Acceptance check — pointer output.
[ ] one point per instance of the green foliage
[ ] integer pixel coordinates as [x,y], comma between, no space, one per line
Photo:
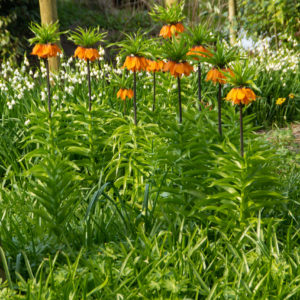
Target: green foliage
[94,207]
[199,35]
[243,74]
[276,19]
[87,38]
[175,49]
[222,55]
[168,15]
[136,44]
[45,34]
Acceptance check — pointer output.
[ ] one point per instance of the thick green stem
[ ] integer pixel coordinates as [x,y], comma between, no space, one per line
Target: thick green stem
[199,85]
[89,83]
[48,87]
[134,98]
[154,90]
[241,130]
[179,100]
[220,109]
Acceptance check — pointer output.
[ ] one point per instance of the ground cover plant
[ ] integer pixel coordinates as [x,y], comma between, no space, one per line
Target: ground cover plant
[115,196]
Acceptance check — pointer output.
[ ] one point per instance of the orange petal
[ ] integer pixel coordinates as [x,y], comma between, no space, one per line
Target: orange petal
[130,93]
[119,93]
[179,27]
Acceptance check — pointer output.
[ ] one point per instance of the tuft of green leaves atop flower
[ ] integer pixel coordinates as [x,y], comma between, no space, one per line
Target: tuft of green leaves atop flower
[199,36]
[87,38]
[168,15]
[242,74]
[175,49]
[122,81]
[222,56]
[45,34]
[136,44]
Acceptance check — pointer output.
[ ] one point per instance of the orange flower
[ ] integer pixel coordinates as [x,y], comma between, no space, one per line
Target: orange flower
[177,69]
[135,63]
[86,53]
[196,51]
[216,76]
[123,93]
[168,30]
[154,66]
[45,50]
[241,95]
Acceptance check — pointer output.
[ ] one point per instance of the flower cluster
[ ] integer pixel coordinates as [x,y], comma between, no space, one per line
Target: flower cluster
[216,76]
[45,50]
[123,93]
[280,101]
[168,31]
[177,69]
[241,95]
[135,63]
[86,53]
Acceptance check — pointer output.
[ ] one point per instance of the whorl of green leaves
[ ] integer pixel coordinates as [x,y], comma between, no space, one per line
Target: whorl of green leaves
[199,35]
[87,38]
[135,44]
[243,74]
[222,56]
[175,49]
[123,81]
[168,15]
[45,34]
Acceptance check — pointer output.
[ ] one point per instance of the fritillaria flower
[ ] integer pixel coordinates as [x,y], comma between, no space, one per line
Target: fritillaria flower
[86,41]
[45,39]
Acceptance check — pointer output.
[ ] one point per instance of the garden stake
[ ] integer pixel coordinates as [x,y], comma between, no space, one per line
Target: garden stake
[241,130]
[134,97]
[199,85]
[48,87]
[89,83]
[179,100]
[154,90]
[219,109]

▶ _Exercise task_: Without the pictures, repeat all the records word for word.

▶ _The output_:
Acceptance check — pointer output.
[ ] one point per instance of the green foliage
[ ] integer pixel coordinates as [x,y], comma between, no space, one per line
Photo:
Target: green foliage
[94,207]
[199,35]
[243,74]
[276,19]
[87,38]
[175,49]
[222,55]
[168,15]
[136,44]
[45,34]
Acceptance check — pointer output.
[ ] one point per instance of the thick green stem
[ ] integer pixel coordinates as [x,y], comma between, no space, one per line
Target: thick green stem
[199,85]
[89,83]
[48,87]
[134,98]
[154,90]
[241,130]
[179,100]
[220,109]
Acceptance check — pointer output.
[ ] one point per instance of the ground cover plant
[ ] integer pixel coordinates as [x,y], comma between, no space, one per line
Target: ground cover plant
[115,196]
Acceptance check — pointer output.
[ ] one point per instance of the orange petal
[ ] integer pixel coordinates as [x,y], comma between, no space, one per line
Target: orange petal
[130,93]
[119,93]
[179,27]
Acceptance check — pointer output.
[ ] one point per instance of the tuft of green leaves atop flower
[ ] integer pixel coordinates as [x,y], comma between, no space, one per line
Target: tuft of green leaves atop flower
[199,36]
[87,38]
[168,15]
[242,74]
[175,49]
[122,81]
[222,56]
[45,34]
[136,44]
Acceptance check — pointer output.
[ ] one point per instance of the orange flower
[ ] integer pixel coordinates as [x,y], comma between, no space, one per line
Target: orange flower
[177,69]
[135,63]
[86,53]
[196,51]
[216,76]
[123,93]
[168,30]
[154,66]
[45,50]
[241,95]
Acceptance check — pointer output.
[ ] one point per instance of the flower cluster
[ ] integer pixel coordinates as [x,y], comma between, no space, one per line
Target: flower cluster
[216,76]
[45,50]
[123,93]
[280,101]
[168,31]
[177,69]
[241,95]
[135,63]
[86,53]
Acceptance check — pointer output.
[ ] one point per instance of the whorl of green leaves
[ ] integer pixel coordinates as [x,y], comma between, no space, one per line
Target: whorl of green leaves
[199,35]
[87,38]
[135,44]
[243,74]
[222,56]
[175,49]
[123,81]
[168,15]
[45,34]
Acceptance check — pointer output.
[ ] one point per instance of the fritillaria flower
[ ] integer pixel coordinates as [x,y], comma between, no space, one per line
Target: fritillaria flower
[86,41]
[45,39]
Acceptance check — pointer output.
[ ] one point per instance of the garden stake
[ ] integer pixel coordinates as [x,y], comma between, no space, one per line
Target: garden stake
[241,130]
[134,97]
[199,85]
[48,87]
[89,83]
[179,100]
[154,90]
[219,109]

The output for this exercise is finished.